(WHAT TO PRODUCE)
Please copy out the entries below, swapping "marker" for "pin" wherever it occurs and leaving every other character as it is.

(RECORDS FOR THE TASK)
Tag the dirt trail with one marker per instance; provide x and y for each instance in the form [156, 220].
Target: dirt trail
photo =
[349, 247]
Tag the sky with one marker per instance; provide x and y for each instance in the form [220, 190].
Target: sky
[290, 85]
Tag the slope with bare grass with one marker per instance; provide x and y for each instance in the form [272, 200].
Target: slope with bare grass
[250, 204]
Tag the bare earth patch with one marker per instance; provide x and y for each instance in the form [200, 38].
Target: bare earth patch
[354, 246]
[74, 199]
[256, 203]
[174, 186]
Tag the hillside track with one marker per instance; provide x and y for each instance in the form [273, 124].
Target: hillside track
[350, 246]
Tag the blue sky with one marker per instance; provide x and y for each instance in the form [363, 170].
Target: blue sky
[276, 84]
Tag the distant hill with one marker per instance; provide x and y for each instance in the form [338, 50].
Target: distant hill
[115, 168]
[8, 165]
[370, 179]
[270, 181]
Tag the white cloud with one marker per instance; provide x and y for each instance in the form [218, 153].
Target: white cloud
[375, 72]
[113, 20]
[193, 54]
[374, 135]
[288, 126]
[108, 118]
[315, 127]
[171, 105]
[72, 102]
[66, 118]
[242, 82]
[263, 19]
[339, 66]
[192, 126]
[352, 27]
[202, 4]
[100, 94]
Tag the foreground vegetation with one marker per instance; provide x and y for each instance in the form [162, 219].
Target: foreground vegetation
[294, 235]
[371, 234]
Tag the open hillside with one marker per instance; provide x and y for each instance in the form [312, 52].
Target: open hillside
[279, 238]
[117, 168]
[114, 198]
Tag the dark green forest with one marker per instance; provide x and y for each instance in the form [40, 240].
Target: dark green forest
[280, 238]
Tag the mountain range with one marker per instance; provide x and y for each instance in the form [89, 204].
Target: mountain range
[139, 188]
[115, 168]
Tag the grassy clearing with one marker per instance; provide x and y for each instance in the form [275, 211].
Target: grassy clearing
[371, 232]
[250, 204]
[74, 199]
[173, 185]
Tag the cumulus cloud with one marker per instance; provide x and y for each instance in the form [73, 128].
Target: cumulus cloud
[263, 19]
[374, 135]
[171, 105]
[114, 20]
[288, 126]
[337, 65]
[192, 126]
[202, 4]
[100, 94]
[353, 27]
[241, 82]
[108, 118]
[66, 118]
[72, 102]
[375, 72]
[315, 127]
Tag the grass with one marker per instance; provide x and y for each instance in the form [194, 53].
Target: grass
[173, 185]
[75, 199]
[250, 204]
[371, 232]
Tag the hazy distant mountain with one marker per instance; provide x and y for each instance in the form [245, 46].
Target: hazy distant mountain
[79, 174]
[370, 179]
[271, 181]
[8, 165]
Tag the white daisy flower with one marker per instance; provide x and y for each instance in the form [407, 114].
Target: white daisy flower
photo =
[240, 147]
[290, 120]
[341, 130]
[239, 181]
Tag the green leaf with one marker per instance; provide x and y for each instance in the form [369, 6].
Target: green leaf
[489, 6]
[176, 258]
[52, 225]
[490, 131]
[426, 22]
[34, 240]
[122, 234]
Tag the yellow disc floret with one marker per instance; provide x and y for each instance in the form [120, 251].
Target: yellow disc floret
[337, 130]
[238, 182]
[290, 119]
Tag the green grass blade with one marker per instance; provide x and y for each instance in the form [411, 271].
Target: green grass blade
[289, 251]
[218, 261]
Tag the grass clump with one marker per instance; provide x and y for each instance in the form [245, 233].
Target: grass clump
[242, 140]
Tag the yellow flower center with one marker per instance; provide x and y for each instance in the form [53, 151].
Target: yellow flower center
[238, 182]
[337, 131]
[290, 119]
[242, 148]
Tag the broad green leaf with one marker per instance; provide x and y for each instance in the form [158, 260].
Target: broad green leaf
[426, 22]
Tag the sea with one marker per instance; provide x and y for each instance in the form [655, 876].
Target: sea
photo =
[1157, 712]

(OUTPUT FOR THIS TASK)
Tag the dirt trail with one pin per instance; provide x and y for each instance in the form [156, 220].
Target: dirt trail
photo =
[349, 247]
Tag the sky with one pin per instance; provide x and y for each instance in the form [220, 190].
Target: sky
[290, 85]
Tag the slope with bare grass with one pin per instance; provide x and y for each instance in the form [272, 200].
Target: slope with bare grass
[250, 204]
Tag the bare earth patch with one pin per instance; provide x and y for each instance in the form [200, 38].
Target: bare earth patch
[354, 246]
[74, 199]
[256, 203]
[174, 186]
Tag the hillside track with one pin per instance; provide x and y for each instance in the form [273, 124].
Target: hillside track
[350, 246]
Tag the blue sky with one pin per instance; provide x and y for each instance in the form [363, 170].
Target: blue sky
[276, 84]
Tag the distant hill with one pin per instance; provide x and y for each instance in the form [338, 50].
Target: distant hill
[115, 168]
[8, 165]
[370, 179]
[270, 181]
Tag the white cloud with one pin per instance; provide x and y for each instance in the form [218, 153].
Target: white cloud
[375, 72]
[113, 20]
[193, 54]
[374, 135]
[288, 126]
[108, 118]
[315, 127]
[171, 105]
[72, 102]
[66, 118]
[242, 82]
[263, 19]
[339, 66]
[192, 126]
[352, 27]
[202, 4]
[100, 94]
Tag the foreground vegetation with one pin per instance; provide x and y for each instance in the form [162, 219].
Target: foreground vegetation
[294, 235]
[371, 234]
Tag the open hillside with one pin per instance; provide x and y for each instance in the form [312, 52].
Target: open hillside
[279, 238]
[117, 168]
[114, 198]
Tag the dark green forest with one pin per instance; provide x and y for each instance in the form [40, 240].
Target: dark green forest
[280, 238]
Tag the mountain range with one pin per instance; provide x and y for each instance in the form [89, 204].
Target: mountain range
[139, 188]
[115, 168]
Tag the grassy clearing with one pin per instance; provide x and y for each instance in the form [275, 211].
Target: grassy clearing
[371, 232]
[250, 204]
[74, 199]
[173, 185]
Tag the cumulus cloud with one pin per instance; provide x and y for each instance in the form [73, 128].
Target: cumulus cloud
[263, 19]
[374, 135]
[171, 105]
[114, 20]
[288, 126]
[337, 65]
[192, 126]
[202, 4]
[100, 94]
[353, 27]
[241, 82]
[108, 118]
[66, 118]
[72, 102]
[375, 72]
[315, 127]
Tag the grass with one pin per instance; provide x and y for each instance in the form [194, 53].
Target: grass
[173, 185]
[75, 199]
[250, 204]
[371, 232]
Tag the hazy distant mountain with one pin per instance; provide x and y for each instance in the form [245, 46].
Target: hazy distant mountain
[79, 174]
[370, 179]
[271, 181]
[8, 165]
Tag the white daisy flower with one pin per instance; provide x and y for each instance in the form [407, 114].
Target: white daisy flower
photo =
[240, 147]
[290, 120]
[341, 130]
[239, 181]
Tag the green leaf with one pin per instance; provide x and y for each instance in the form [369, 6].
Target: green leaf
[489, 6]
[176, 258]
[52, 225]
[490, 131]
[426, 22]
[34, 240]
[122, 234]
Tag the yellow disc floret with one pin per instance; provide x and y for each instance in the form [120, 251].
Target: yellow disc floret
[337, 130]
[238, 182]
[290, 119]
Tag the green grass blade with one pin per instance; provide x and y for each instance in the form [411, 271].
Target: green grass blade
[289, 251]
[218, 261]
Tag the grass clump with one pin per instance; provide x and y for each instance in the form [245, 233].
Target: grass clump
[242, 140]
Tag the yellow flower center with one pin per instance; provide x and y for each instance in the form [53, 151].
Target: yellow flower center
[238, 182]
[337, 131]
[290, 119]
[242, 148]
Tag the broad green leaf with one pin per instance; provide x and y for each instance in the form [158, 260].
Target: broad green leaf
[426, 22]
Tag the sea with one pin per instance; provide x and y for each instance in the form [655, 876].
Target: sea
photo =
[1157, 712]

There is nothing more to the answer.